▶ [Exercise requirements]: Report every line in the data below that contains the word "woman", copying each such line in full.

▶ [Records supplied]:
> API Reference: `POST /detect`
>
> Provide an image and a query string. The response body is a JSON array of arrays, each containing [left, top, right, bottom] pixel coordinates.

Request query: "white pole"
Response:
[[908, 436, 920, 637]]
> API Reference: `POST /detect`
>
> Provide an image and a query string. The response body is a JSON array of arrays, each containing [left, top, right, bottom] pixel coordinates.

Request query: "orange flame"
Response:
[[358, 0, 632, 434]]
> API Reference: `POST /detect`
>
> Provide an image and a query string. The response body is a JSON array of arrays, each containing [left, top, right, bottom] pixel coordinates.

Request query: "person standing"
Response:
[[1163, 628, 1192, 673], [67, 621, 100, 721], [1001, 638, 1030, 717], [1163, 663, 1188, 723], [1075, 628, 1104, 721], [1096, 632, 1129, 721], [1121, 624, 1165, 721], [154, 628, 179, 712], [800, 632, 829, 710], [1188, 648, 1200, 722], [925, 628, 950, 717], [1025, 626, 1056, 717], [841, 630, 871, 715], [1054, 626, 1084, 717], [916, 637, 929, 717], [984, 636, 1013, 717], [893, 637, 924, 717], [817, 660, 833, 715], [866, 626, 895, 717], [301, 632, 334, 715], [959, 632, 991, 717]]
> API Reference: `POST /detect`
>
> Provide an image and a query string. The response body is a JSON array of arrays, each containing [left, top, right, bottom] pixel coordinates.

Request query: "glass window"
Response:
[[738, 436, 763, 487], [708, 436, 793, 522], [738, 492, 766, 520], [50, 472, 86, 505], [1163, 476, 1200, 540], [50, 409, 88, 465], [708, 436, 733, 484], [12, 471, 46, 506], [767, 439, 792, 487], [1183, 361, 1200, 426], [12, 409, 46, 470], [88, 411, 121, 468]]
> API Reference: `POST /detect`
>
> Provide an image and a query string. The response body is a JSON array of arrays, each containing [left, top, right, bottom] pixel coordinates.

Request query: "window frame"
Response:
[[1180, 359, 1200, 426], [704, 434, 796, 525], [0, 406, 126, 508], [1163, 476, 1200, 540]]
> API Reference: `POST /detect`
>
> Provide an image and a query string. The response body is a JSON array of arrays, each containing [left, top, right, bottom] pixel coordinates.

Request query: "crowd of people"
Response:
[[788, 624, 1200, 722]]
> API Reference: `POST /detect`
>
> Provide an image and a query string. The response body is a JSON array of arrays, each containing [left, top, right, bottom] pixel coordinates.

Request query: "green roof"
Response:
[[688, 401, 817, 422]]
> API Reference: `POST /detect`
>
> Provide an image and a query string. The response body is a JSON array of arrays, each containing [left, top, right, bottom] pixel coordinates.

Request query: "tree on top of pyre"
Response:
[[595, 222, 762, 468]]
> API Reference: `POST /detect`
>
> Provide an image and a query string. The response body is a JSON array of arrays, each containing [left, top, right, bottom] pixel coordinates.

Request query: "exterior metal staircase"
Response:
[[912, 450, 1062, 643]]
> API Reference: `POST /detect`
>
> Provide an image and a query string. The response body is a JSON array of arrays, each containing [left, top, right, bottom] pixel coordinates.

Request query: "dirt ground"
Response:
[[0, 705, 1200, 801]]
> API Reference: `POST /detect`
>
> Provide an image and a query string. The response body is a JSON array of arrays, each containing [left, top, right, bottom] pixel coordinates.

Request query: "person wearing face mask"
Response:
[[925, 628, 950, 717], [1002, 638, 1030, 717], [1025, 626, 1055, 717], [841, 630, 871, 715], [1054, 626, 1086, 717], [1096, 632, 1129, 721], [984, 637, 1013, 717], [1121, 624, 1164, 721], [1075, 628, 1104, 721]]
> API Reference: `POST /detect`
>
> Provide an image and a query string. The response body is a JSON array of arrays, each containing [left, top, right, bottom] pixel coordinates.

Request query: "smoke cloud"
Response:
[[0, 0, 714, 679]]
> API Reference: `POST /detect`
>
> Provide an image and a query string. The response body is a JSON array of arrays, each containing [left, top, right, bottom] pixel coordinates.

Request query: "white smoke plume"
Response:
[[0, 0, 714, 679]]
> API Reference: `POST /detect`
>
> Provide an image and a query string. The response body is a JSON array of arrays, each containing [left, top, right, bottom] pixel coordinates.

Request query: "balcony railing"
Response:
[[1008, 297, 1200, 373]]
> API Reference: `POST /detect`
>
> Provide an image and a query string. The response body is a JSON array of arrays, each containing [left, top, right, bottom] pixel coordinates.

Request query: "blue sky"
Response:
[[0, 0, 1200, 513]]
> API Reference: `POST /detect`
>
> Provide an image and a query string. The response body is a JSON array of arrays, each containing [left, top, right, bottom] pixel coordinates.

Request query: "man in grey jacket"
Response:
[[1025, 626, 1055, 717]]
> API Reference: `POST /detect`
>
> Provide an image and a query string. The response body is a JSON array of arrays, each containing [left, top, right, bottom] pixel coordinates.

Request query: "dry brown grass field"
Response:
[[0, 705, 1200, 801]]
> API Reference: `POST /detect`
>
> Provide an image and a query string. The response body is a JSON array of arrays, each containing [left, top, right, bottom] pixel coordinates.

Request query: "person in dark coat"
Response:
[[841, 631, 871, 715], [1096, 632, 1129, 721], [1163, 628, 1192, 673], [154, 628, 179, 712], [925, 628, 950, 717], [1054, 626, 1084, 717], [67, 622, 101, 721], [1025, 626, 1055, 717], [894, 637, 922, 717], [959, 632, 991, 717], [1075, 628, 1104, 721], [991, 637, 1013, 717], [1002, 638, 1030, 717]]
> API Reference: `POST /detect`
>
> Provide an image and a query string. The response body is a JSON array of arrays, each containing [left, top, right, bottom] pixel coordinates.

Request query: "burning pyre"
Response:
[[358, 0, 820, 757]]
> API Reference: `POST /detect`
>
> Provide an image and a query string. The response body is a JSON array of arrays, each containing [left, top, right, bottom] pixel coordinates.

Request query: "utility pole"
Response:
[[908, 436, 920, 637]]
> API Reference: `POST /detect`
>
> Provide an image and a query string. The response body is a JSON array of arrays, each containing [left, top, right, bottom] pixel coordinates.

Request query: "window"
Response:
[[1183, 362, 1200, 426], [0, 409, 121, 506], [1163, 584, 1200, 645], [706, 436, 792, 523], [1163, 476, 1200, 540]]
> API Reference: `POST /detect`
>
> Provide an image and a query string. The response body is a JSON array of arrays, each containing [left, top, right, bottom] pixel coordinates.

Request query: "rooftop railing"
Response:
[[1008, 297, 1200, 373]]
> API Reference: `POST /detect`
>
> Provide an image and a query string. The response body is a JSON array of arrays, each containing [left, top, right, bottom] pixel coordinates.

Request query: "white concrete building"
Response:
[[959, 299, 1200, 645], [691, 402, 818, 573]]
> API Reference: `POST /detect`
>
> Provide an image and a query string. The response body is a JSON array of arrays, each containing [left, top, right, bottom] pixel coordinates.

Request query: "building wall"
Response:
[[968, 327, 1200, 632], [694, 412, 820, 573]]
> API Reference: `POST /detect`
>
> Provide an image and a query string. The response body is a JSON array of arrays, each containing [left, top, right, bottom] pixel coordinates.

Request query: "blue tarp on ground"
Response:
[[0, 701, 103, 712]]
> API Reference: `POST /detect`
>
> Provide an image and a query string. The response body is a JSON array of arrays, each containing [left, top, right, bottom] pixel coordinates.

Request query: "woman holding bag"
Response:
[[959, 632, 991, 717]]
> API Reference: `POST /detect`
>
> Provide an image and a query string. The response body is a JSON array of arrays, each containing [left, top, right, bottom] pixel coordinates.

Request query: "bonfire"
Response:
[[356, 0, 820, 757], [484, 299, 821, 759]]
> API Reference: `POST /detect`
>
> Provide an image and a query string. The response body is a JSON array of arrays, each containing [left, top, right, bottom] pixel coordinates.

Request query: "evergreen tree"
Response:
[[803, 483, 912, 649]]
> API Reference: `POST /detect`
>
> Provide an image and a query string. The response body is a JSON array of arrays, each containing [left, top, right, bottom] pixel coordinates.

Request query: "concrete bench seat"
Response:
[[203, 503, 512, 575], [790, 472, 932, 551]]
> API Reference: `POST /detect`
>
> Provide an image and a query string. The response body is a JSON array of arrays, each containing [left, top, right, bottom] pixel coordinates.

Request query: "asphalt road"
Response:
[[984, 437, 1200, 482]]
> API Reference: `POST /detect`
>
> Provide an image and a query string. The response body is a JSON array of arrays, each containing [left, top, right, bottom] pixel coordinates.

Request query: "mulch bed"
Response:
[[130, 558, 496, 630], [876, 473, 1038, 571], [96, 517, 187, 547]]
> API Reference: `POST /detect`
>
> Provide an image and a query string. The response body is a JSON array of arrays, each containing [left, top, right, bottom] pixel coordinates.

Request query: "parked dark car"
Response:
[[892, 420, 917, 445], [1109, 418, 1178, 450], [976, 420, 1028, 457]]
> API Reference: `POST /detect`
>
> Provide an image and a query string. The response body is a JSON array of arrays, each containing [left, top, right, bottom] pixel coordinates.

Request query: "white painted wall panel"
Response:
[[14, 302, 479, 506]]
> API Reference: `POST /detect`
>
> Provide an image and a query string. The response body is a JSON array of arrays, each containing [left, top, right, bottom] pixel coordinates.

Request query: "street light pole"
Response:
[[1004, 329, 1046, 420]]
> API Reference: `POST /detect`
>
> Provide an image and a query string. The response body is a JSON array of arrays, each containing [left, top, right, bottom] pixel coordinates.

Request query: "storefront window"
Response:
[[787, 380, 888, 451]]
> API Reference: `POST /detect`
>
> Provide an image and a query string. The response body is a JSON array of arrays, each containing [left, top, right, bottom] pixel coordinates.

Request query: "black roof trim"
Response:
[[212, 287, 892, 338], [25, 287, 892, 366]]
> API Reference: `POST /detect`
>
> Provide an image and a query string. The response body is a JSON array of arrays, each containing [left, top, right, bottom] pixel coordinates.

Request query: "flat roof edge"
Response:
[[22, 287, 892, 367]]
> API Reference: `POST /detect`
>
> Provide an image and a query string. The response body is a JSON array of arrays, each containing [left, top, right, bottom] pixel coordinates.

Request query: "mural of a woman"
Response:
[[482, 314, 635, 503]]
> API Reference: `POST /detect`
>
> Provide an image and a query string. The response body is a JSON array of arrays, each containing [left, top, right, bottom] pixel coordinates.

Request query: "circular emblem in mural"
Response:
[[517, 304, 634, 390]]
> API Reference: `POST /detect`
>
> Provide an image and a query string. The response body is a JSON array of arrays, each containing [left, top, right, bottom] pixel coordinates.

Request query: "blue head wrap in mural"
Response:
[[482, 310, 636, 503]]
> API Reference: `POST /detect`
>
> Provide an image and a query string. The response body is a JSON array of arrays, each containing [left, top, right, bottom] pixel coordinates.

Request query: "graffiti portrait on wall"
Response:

▶ [Solved exercise]:
Request query: "woman holding bag"
Request query: "mural of a woman"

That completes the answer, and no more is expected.